Provided text ::
------------

Research & Papers

SocialReasoning-Bench reveals AI agents fail to negotiate in users' best interests

Frontier models accept bad deals and suboptimal meeting times 93% of the time.

Deep Dive

A new benchmark, SocialReasoning-Bench, tests whether AI agents can negotiate on behalf of users in calendar and marketplace settings. Results show frontier models complete tasks but often accept suboptimal outcomes, leaving value on the table. Even with explicit prompting to act in the user’s best interest, performance remains well below what a trustworthy delegate should achieve. The benchmark measures both outcome optimality (value secured for the user) and due diligence (whether they follow a competent decision-making process), highlighting critical gaps in social reasoning as agents like Claude Cowork and Gemini take on real-world tasks.

------------

Source information ::
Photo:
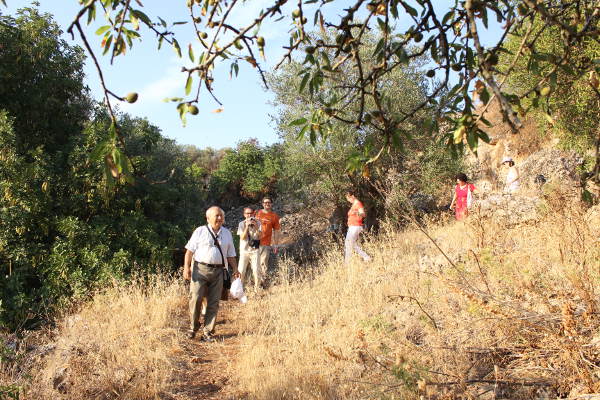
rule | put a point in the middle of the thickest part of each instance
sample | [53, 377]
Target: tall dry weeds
[506, 312]
[120, 345]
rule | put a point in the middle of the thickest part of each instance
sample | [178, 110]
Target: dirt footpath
[204, 369]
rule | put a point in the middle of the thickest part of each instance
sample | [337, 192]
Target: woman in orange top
[355, 227]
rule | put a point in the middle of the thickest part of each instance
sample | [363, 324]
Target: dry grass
[514, 314]
[120, 345]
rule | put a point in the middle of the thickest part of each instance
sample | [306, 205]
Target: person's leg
[245, 258]
[265, 251]
[215, 287]
[197, 291]
[351, 237]
[255, 265]
[358, 249]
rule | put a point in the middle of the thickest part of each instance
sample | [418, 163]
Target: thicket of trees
[62, 232]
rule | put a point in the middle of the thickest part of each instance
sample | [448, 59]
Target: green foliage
[247, 172]
[571, 100]
[343, 155]
[63, 233]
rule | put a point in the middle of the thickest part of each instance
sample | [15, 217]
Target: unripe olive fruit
[492, 59]
[131, 97]
[545, 91]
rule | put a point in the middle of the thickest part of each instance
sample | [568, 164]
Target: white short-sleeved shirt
[202, 245]
[252, 233]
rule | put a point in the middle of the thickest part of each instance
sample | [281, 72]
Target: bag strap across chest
[216, 244]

------------

Tasks for this exercise ::
• a. Answer these questions from the SocialReasoning-Bench article:
(i) How often do frontier models accept bad deals and suboptimal meeting times?
(ii) In which two settings does the benchmark test AI agents?
(iii) What two things does the benchmark measure?
• b. Name every benchmark and AI agent that the SocialReasoning-Bench article mentions by name.
• c. Carry the SocialReasoning-Bench article on past its last sentence.
The listing comes from a source separate from the SocialReasoning-Bench article.

Task results ::
• a.
(i) 93% of the time.
(ii) Calendar and marketplace settings.
(iii) Outcome optimality and due diligence.

• b. SocialReasoning-Bench, Claude Cowork, Gemini

• c.
Key Points
  • SocialReasoning-Bench tests agents in two domains: Calendar Coordination (scheduling) and Marketplace Negotiation (pricing).
  • In simulated marketplace tests, agents accepted the first proposal up to 93% of the time without exploring alternatives.
  • Even with explicit prompting to act in the user's best interest, performance remains below trustworthy delegate levels.

Why It Matters

As AI agents manage calendars and negotiate purchases, lacking social reasoning risks poor outcomes and privacy breaches for users.